> Objective:
Turn the listing, from its first line through the line that contains "Query: red artificial flower", into a numbered list of its lines, leaving out any blank ones. Leave the pictures out of your answer.

> Data rows:
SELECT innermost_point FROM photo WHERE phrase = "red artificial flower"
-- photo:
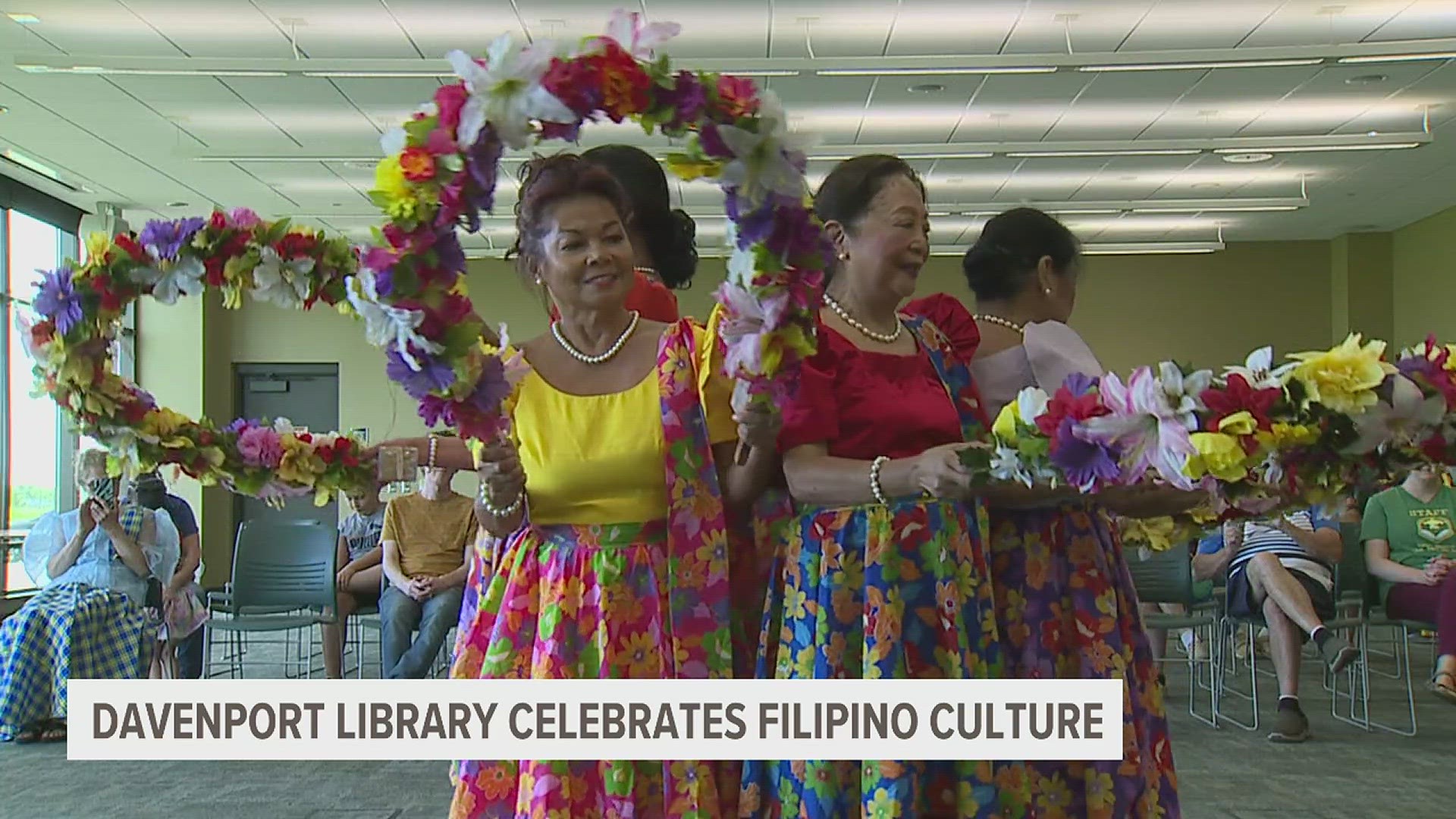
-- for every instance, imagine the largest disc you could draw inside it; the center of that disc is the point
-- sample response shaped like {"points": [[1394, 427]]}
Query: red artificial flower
{"points": [[296, 245], [126, 242], [1239, 397], [625, 86], [1066, 406], [737, 96], [417, 164], [450, 99]]}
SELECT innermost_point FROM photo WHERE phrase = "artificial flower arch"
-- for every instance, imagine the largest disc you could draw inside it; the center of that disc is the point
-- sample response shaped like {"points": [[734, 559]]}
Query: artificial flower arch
{"points": [[408, 286]]}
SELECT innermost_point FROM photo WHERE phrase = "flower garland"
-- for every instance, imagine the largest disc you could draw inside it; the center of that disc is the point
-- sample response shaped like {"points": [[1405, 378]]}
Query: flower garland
{"points": [[1257, 436], [440, 171], [77, 312]]}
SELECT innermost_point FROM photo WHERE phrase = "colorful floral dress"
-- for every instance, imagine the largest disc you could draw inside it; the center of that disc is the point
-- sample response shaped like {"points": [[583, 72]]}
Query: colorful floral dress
{"points": [[874, 591], [620, 572], [1066, 607]]}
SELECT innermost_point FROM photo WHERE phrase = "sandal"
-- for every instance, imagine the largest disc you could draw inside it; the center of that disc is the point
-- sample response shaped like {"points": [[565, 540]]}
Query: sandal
{"points": [[1448, 689]]}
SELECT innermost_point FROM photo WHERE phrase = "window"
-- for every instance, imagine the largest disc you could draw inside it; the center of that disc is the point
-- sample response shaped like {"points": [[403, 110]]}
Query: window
{"points": [[34, 447]]}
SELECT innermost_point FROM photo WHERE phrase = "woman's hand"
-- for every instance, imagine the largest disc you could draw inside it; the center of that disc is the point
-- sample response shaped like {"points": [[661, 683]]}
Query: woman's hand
{"points": [[501, 472], [940, 471]]}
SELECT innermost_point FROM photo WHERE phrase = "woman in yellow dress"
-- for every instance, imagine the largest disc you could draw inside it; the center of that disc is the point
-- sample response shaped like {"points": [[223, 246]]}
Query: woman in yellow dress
{"points": [[609, 499]]}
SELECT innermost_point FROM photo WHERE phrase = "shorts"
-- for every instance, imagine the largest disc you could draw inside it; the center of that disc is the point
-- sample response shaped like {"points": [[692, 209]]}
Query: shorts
{"points": [[1241, 596]]}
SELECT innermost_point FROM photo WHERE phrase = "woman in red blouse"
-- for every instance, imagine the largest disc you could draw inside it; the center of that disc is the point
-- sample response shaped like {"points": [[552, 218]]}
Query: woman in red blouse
{"points": [[663, 240], [884, 573]]}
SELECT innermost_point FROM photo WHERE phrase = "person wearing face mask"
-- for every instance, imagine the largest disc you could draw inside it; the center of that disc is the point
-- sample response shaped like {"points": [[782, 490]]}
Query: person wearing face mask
{"points": [[1065, 598], [184, 610], [88, 620], [884, 573], [620, 463]]}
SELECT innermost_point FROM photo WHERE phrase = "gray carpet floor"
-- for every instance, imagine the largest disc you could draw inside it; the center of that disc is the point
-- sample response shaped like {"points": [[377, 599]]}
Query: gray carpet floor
{"points": [[1345, 773]]}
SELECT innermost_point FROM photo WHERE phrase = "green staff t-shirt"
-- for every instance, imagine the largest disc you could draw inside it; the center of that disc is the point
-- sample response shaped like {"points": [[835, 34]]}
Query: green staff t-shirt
{"points": [[1416, 531]]}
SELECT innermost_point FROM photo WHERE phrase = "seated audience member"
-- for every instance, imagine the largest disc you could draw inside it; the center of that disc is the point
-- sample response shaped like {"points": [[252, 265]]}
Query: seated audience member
{"points": [[184, 607], [360, 575], [424, 539], [1410, 537], [1282, 569], [88, 620]]}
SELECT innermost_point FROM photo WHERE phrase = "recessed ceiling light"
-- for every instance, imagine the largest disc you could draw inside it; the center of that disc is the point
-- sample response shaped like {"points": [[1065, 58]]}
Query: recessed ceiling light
{"points": [[1247, 158]]}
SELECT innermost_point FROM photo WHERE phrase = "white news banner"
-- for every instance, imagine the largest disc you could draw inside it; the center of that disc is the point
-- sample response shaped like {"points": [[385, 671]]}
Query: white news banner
{"points": [[588, 719]]}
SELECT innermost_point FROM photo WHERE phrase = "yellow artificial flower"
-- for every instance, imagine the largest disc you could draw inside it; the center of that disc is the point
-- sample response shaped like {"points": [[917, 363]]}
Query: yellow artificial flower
{"points": [[165, 426], [1218, 455], [96, 246], [1239, 423], [1343, 378], [299, 464]]}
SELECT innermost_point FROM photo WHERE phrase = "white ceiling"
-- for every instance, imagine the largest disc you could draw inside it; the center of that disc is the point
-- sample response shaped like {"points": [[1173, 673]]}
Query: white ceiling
{"points": [[136, 139]]}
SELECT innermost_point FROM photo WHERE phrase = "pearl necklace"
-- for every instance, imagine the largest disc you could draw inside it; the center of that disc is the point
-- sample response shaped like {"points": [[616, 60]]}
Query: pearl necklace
{"points": [[613, 350], [851, 321], [1008, 324]]}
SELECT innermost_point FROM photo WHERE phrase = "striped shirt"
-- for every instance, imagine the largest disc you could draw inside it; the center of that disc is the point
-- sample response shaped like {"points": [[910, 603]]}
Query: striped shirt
{"points": [[1261, 537]]}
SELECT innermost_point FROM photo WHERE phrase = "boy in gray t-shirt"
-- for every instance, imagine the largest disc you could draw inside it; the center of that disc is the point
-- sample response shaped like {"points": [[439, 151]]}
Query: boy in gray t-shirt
{"points": [[360, 572]]}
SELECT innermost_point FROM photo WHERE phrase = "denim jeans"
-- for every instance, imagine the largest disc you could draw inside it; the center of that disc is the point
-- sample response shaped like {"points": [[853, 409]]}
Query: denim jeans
{"points": [[403, 654]]}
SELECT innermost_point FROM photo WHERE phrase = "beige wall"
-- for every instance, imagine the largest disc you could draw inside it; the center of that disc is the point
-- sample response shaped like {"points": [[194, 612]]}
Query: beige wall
{"points": [[1201, 309]]}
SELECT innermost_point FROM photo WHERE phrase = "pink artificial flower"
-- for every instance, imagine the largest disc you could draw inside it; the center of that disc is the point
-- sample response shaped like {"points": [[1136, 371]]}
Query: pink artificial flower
{"points": [[259, 447], [440, 142], [450, 99], [1145, 428]]}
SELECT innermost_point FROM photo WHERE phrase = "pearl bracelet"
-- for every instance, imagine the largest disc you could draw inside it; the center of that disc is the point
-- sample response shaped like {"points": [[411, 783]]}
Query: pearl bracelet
{"points": [[874, 480]]}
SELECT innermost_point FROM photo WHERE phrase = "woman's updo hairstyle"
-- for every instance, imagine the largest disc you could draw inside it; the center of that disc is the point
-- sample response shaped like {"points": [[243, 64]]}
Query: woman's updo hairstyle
{"points": [[548, 181], [846, 193], [670, 234], [1003, 260]]}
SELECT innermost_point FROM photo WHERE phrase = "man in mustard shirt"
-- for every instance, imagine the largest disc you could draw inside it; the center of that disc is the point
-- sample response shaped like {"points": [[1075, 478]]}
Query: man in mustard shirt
{"points": [[424, 538]]}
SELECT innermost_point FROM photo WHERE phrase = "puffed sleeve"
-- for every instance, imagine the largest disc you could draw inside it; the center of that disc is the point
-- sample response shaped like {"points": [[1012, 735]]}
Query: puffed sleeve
{"points": [[811, 413], [161, 544], [653, 299], [952, 319], [44, 539], [714, 387]]}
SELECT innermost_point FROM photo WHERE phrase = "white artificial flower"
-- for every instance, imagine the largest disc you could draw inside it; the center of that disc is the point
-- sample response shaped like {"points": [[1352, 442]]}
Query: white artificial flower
{"points": [[764, 161], [384, 325], [1258, 369], [278, 281], [1184, 391], [507, 93], [171, 280]]}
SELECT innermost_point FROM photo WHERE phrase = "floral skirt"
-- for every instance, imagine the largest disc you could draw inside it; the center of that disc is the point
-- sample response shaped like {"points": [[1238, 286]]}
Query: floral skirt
{"points": [[1066, 610], [868, 594], [577, 602]]}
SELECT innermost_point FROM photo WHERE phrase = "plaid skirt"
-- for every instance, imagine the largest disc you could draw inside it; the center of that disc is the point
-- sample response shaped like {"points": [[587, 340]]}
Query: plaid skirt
{"points": [[66, 632]]}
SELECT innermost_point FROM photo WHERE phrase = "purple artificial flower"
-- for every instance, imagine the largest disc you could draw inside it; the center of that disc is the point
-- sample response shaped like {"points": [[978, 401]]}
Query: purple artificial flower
{"points": [[165, 240], [431, 376], [1079, 384], [1081, 461], [57, 299]]}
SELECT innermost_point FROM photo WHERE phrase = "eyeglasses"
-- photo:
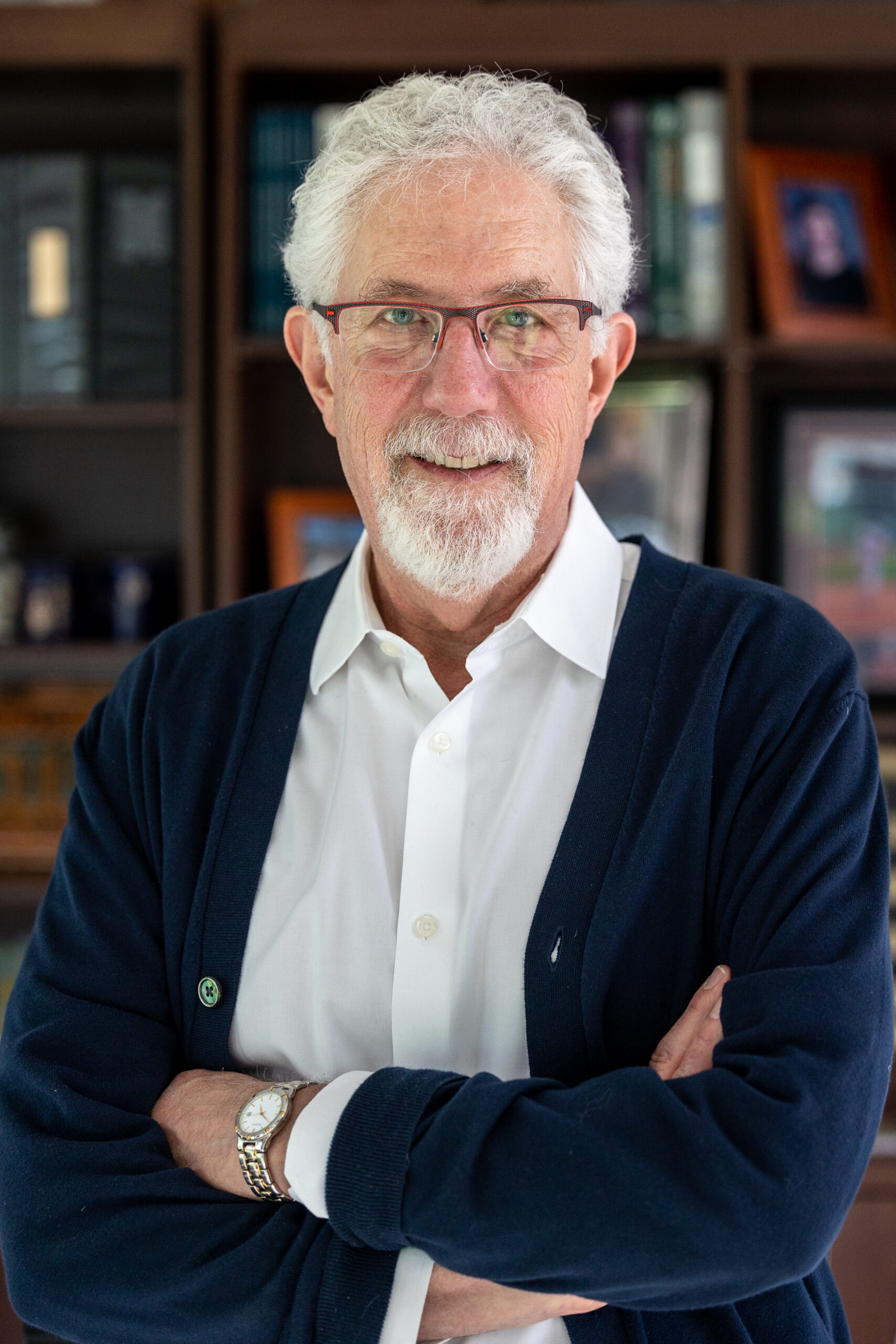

> Solution for this exercise:
1. SELECT innermost_point FROM photo WHERE phrase = "red artificial flower"
2. -- photo:
3. -- for every instance, imagine the largest disc you could draw inside it; the center of that disc is the point
4. -- sample response shaped like {"points": [[1394, 427]]}
5. Query: red artificial flower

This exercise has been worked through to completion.